▶ GOAL:
Copy out word for word the part of the items below that opens with the line containing "the white noticeboard" and closes with the line containing "point(172, 210)", both of those lines included.

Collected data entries
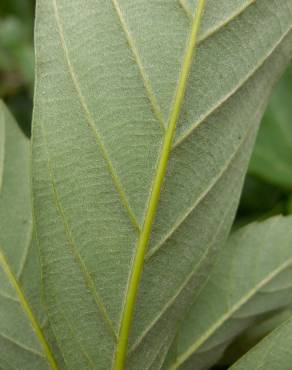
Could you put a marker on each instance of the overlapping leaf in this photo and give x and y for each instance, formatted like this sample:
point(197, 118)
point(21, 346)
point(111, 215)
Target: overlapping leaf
point(22, 343)
point(271, 159)
point(253, 276)
point(110, 77)
point(273, 352)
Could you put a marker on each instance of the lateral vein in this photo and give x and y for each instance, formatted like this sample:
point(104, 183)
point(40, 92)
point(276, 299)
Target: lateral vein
point(138, 262)
point(27, 309)
point(188, 132)
point(91, 123)
point(22, 346)
point(150, 94)
point(189, 211)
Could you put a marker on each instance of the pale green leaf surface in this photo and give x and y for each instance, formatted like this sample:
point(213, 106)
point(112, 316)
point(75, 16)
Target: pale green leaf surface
point(20, 347)
point(273, 352)
point(253, 276)
point(106, 80)
point(271, 158)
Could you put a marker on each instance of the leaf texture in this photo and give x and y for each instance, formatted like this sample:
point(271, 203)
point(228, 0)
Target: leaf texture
point(22, 342)
point(273, 352)
point(271, 159)
point(111, 87)
point(252, 277)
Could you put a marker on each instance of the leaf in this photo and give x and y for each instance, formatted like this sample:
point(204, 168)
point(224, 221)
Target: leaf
point(253, 335)
point(22, 342)
point(271, 159)
point(252, 277)
point(113, 84)
point(273, 352)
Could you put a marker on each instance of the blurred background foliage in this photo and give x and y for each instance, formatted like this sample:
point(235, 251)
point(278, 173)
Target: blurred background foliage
point(268, 187)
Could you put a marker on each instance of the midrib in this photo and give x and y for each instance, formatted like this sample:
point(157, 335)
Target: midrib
point(138, 262)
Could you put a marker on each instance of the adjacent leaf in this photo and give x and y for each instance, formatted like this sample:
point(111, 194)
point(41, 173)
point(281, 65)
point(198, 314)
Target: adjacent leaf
point(22, 342)
point(273, 352)
point(114, 81)
point(252, 277)
point(273, 150)
point(253, 335)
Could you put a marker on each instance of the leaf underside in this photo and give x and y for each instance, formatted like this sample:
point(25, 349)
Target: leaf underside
point(20, 347)
point(272, 352)
point(107, 75)
point(271, 159)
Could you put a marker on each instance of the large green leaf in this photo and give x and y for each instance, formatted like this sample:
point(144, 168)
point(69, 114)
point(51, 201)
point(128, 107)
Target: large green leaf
point(22, 342)
point(116, 80)
point(253, 276)
point(273, 150)
point(273, 352)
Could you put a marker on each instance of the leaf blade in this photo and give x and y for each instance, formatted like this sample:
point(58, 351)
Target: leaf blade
point(226, 285)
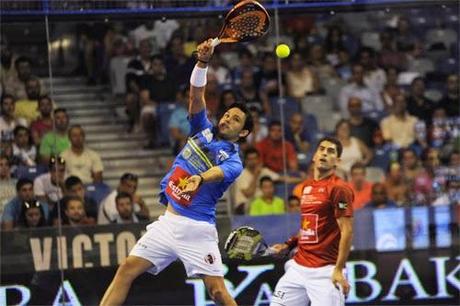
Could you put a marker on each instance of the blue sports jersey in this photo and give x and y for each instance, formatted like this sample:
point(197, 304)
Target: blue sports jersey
point(202, 151)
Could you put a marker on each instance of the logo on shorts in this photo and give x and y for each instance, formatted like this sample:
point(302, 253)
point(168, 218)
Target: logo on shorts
point(210, 258)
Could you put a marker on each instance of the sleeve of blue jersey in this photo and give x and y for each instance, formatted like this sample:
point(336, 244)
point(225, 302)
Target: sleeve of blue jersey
point(199, 122)
point(231, 168)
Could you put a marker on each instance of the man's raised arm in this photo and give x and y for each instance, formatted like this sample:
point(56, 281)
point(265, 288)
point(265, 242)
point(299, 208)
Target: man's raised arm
point(198, 78)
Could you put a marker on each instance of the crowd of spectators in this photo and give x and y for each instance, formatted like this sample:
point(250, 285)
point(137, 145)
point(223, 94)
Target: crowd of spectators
point(393, 84)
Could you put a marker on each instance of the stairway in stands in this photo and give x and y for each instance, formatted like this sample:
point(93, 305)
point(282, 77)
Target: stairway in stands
point(105, 125)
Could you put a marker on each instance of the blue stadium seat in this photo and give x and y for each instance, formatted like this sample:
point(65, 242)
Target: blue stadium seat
point(164, 111)
point(29, 172)
point(290, 107)
point(97, 191)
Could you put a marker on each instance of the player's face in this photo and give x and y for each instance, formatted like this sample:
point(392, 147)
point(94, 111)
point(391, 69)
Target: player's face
point(231, 124)
point(33, 216)
point(125, 208)
point(75, 211)
point(326, 157)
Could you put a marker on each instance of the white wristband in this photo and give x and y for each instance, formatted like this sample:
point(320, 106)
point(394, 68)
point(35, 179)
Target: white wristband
point(198, 77)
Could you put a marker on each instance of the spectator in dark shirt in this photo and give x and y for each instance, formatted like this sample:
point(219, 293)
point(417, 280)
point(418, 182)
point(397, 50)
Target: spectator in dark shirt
point(75, 212)
point(32, 215)
point(379, 197)
point(417, 104)
point(44, 123)
point(451, 101)
point(156, 87)
point(361, 127)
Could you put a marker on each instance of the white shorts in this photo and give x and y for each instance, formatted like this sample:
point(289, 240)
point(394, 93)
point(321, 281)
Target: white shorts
point(173, 237)
point(301, 285)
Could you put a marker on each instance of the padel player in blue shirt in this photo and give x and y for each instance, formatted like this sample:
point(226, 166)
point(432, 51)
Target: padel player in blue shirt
point(203, 170)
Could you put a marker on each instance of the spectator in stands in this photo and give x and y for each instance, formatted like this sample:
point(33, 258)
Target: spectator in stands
point(246, 63)
point(57, 141)
point(49, 187)
point(7, 69)
point(361, 127)
point(417, 104)
point(354, 150)
point(12, 211)
point(23, 149)
point(259, 132)
point(218, 68)
point(138, 68)
point(75, 212)
point(247, 186)
point(370, 98)
point(318, 64)
point(451, 195)
point(397, 188)
point(374, 77)
point(399, 127)
point(125, 209)
point(179, 126)
point(451, 101)
point(156, 87)
point(300, 79)
point(404, 36)
point(384, 152)
point(8, 120)
point(271, 150)
point(44, 123)
point(267, 203)
point(16, 85)
point(177, 63)
point(80, 160)
point(227, 98)
point(379, 197)
point(7, 184)
point(32, 215)
point(297, 134)
point(108, 209)
point(27, 107)
point(389, 56)
point(293, 204)
point(360, 186)
point(74, 187)
point(247, 92)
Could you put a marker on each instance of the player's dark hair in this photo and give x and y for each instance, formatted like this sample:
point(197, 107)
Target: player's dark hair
point(122, 195)
point(22, 182)
point(72, 181)
point(335, 141)
point(67, 199)
point(265, 179)
point(357, 165)
point(248, 123)
point(250, 150)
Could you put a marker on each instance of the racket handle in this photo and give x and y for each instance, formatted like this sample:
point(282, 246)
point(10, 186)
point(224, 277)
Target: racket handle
point(215, 42)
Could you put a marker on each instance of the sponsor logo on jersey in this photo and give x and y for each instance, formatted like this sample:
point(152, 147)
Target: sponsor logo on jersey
point(177, 182)
point(210, 258)
point(307, 190)
point(207, 135)
point(222, 155)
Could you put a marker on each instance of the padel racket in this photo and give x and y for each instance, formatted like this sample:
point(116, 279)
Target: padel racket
point(246, 243)
point(246, 21)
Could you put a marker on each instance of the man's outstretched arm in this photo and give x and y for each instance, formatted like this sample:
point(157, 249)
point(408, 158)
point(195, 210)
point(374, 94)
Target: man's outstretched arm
point(198, 78)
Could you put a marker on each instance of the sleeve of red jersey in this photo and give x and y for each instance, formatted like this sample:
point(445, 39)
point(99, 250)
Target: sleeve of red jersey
point(342, 198)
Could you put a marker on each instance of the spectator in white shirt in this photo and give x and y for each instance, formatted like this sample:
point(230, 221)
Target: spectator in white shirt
point(108, 209)
point(370, 98)
point(80, 160)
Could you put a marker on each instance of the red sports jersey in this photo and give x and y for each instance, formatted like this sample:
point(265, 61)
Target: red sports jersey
point(321, 203)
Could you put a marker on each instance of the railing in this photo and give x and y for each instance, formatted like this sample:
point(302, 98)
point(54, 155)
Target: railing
point(184, 7)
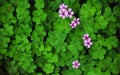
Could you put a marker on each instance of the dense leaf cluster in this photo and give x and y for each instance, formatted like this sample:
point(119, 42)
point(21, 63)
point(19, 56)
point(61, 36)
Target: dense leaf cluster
point(34, 40)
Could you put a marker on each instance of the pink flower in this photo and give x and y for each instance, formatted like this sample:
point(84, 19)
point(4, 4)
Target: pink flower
point(75, 64)
point(86, 37)
point(87, 44)
point(63, 6)
point(77, 21)
point(62, 13)
point(69, 13)
point(73, 25)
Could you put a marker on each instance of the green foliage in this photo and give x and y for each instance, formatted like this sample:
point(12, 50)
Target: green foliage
point(34, 40)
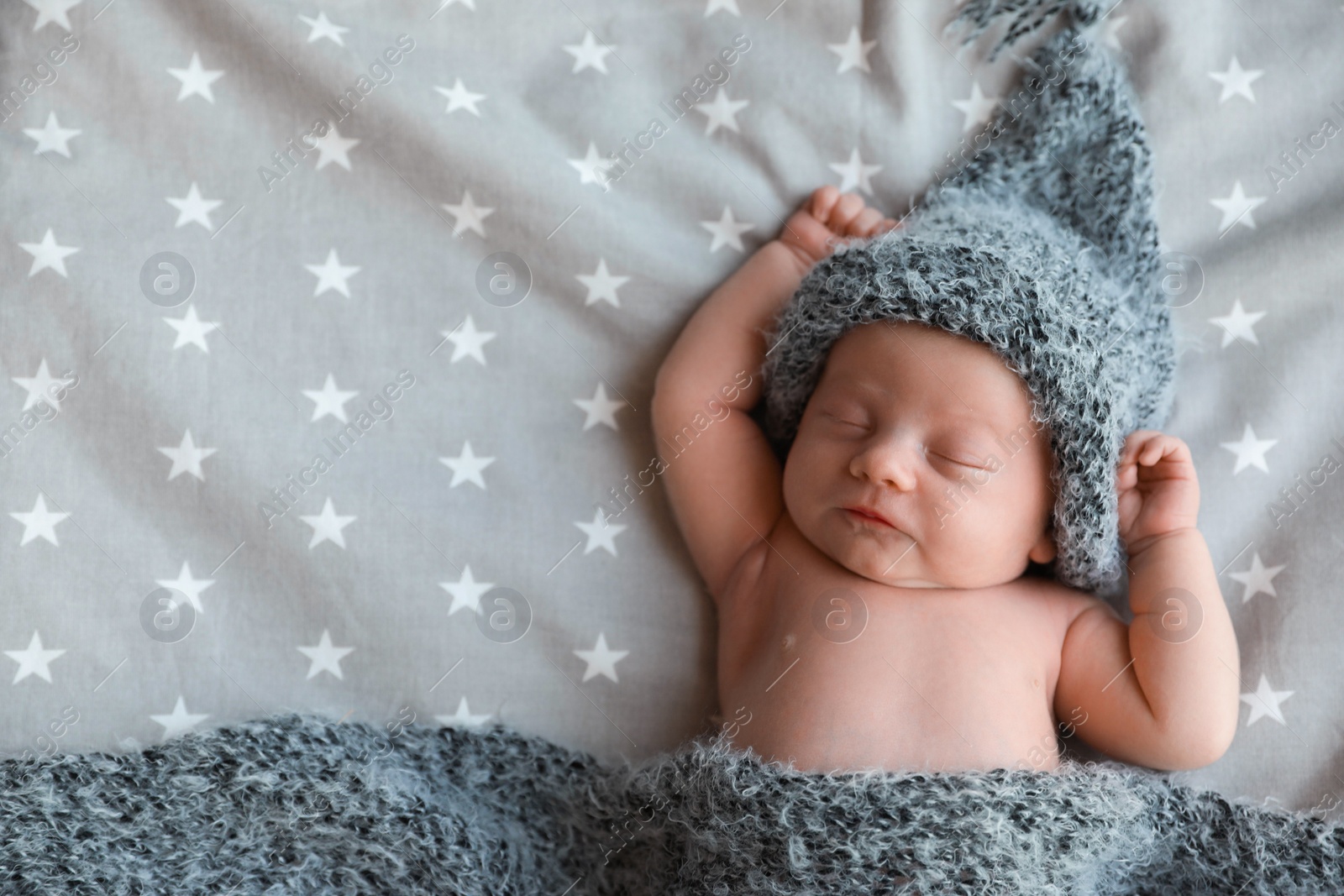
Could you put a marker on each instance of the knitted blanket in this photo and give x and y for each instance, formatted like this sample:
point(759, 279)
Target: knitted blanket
point(302, 804)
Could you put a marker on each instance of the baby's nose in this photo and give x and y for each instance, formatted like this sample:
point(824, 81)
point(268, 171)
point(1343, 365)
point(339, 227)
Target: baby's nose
point(889, 463)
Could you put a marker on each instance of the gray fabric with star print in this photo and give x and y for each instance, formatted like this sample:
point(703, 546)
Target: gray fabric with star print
point(349, 262)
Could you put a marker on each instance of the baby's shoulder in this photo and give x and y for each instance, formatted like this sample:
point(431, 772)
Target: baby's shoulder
point(1059, 600)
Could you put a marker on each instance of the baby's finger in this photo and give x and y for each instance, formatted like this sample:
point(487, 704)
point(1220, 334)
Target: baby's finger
point(823, 201)
point(1135, 443)
point(847, 207)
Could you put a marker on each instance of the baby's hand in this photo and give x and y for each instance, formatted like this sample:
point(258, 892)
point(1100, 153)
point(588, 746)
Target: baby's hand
point(1159, 492)
point(828, 217)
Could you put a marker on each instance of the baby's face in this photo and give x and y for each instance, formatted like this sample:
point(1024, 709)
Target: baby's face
point(933, 432)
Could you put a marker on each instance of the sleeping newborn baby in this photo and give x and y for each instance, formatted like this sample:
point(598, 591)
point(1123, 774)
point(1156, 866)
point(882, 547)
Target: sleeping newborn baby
point(873, 604)
point(920, 547)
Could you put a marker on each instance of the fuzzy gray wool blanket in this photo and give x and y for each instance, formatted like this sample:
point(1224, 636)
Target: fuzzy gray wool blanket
point(302, 804)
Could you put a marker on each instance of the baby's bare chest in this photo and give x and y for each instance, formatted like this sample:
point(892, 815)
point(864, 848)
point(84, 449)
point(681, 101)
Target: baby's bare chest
point(840, 672)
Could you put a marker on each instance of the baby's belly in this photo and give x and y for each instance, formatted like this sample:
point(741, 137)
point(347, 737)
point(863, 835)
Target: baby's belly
point(898, 698)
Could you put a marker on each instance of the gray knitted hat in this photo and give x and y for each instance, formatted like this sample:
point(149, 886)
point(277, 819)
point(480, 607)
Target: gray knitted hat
point(1045, 249)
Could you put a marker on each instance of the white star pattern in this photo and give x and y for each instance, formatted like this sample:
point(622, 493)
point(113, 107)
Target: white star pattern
point(1236, 81)
point(53, 137)
point(459, 97)
point(1265, 703)
point(329, 401)
point(188, 584)
point(39, 523)
point(467, 340)
point(323, 27)
point(602, 285)
point(600, 409)
point(42, 387)
point(186, 457)
point(853, 53)
point(976, 109)
point(468, 215)
point(179, 719)
point(721, 112)
point(49, 254)
point(470, 4)
point(195, 81)
point(1249, 450)
point(34, 660)
point(601, 660)
point(1238, 324)
point(591, 165)
point(726, 231)
point(326, 656)
point(333, 148)
point(467, 591)
point(1258, 578)
point(327, 526)
point(589, 54)
point(601, 532)
point(333, 275)
point(855, 174)
point(1110, 31)
point(1236, 208)
point(53, 11)
point(463, 718)
point(467, 466)
point(194, 207)
point(192, 329)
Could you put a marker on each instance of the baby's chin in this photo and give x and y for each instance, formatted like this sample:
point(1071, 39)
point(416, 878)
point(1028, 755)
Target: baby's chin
point(879, 569)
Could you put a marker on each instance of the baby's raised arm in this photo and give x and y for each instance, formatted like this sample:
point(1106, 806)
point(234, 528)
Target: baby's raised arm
point(722, 479)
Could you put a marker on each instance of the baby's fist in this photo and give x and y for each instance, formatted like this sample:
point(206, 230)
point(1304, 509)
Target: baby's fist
point(827, 219)
point(1158, 490)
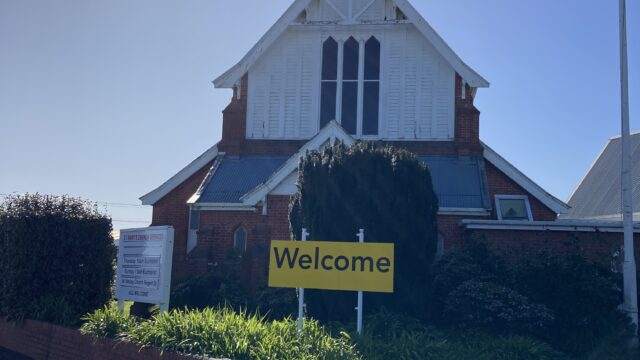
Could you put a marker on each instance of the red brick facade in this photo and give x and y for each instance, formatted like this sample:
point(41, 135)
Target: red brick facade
point(215, 236)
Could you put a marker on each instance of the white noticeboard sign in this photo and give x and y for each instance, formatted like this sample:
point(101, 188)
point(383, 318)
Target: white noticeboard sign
point(144, 265)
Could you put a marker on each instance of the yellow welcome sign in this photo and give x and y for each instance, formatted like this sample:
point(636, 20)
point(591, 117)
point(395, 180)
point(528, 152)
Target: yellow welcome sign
point(331, 265)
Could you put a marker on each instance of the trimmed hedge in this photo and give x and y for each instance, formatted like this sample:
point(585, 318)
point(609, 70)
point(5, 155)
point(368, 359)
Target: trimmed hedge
point(224, 333)
point(57, 258)
point(567, 301)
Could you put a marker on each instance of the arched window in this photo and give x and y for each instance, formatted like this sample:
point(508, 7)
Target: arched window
point(240, 240)
point(440, 246)
point(350, 90)
point(329, 81)
point(349, 118)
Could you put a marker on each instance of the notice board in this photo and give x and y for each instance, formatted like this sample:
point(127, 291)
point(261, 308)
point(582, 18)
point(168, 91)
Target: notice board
point(144, 265)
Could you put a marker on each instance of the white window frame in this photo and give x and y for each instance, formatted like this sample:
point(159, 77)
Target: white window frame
point(192, 234)
point(340, 39)
point(513, 197)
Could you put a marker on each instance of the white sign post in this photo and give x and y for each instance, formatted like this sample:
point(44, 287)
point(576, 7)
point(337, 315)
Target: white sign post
point(360, 236)
point(144, 266)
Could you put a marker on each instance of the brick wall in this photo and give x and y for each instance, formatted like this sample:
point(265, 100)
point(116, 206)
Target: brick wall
point(467, 121)
point(215, 237)
point(598, 246)
point(501, 184)
point(40, 340)
point(172, 210)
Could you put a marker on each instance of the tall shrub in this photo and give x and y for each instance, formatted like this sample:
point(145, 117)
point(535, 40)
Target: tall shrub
point(56, 258)
point(388, 193)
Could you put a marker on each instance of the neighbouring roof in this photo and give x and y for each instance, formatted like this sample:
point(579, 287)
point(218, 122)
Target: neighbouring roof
point(550, 201)
point(234, 177)
point(459, 182)
point(233, 75)
point(182, 175)
point(599, 194)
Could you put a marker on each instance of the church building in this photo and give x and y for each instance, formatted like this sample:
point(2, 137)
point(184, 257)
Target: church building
point(352, 70)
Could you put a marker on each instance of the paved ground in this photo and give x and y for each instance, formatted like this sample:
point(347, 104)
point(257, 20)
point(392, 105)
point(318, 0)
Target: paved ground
point(10, 355)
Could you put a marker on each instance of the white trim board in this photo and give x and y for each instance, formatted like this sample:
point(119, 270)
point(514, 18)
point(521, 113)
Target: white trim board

▶ WRITTEN SOLUTION:
Could you put a marker on each instance of the white noticeboard sign in this photo and give x and y for each instance, formatted like this sample:
point(101, 188)
point(383, 318)
Target: white noticeboard sign
point(144, 265)
Could you put a marker on each instance of the yellow welcome sign in this photo and give x and y for each instance, formatted like this sample:
point(636, 20)
point(591, 117)
point(395, 180)
point(528, 152)
Target: yellow welcome sign
point(331, 265)
Could you put a marker on each instance of the trimmed hedge in this photo and give x and y for each instance, formatted like this sample:
point(585, 318)
point(609, 70)
point(5, 155)
point(368, 359)
Target: trimmed hedge
point(224, 333)
point(57, 258)
point(567, 301)
Could you put a marker on each instance of the arched window in this photo and give x and y for each instance, formatted like this sample:
point(508, 7)
Target: arched window
point(240, 240)
point(440, 246)
point(350, 90)
point(329, 81)
point(349, 118)
Could you put a marker on each instance of the notice board in this photo and give x and y for each instance, formatted like this sample:
point(127, 291)
point(261, 308)
point(582, 18)
point(168, 91)
Target: notice board
point(144, 265)
Could you put a marker on each instance of the white window frame in this photo and give x and y for each instance, formatted like this sample:
point(159, 77)
Target: white window frame
point(192, 234)
point(340, 39)
point(513, 197)
Could you put a marker on each instance of the white sign post in this photo and give x and y for each instance, formatted like this sample:
point(44, 287)
point(576, 7)
point(337, 315)
Target: white sign post
point(360, 236)
point(144, 266)
Could you put a marker on each instance of the brick wall in this photo and give x and y for each instance, formatted like this sample:
point(265, 100)
point(116, 206)
Target: brick wall
point(467, 121)
point(215, 237)
point(598, 246)
point(501, 184)
point(40, 340)
point(172, 210)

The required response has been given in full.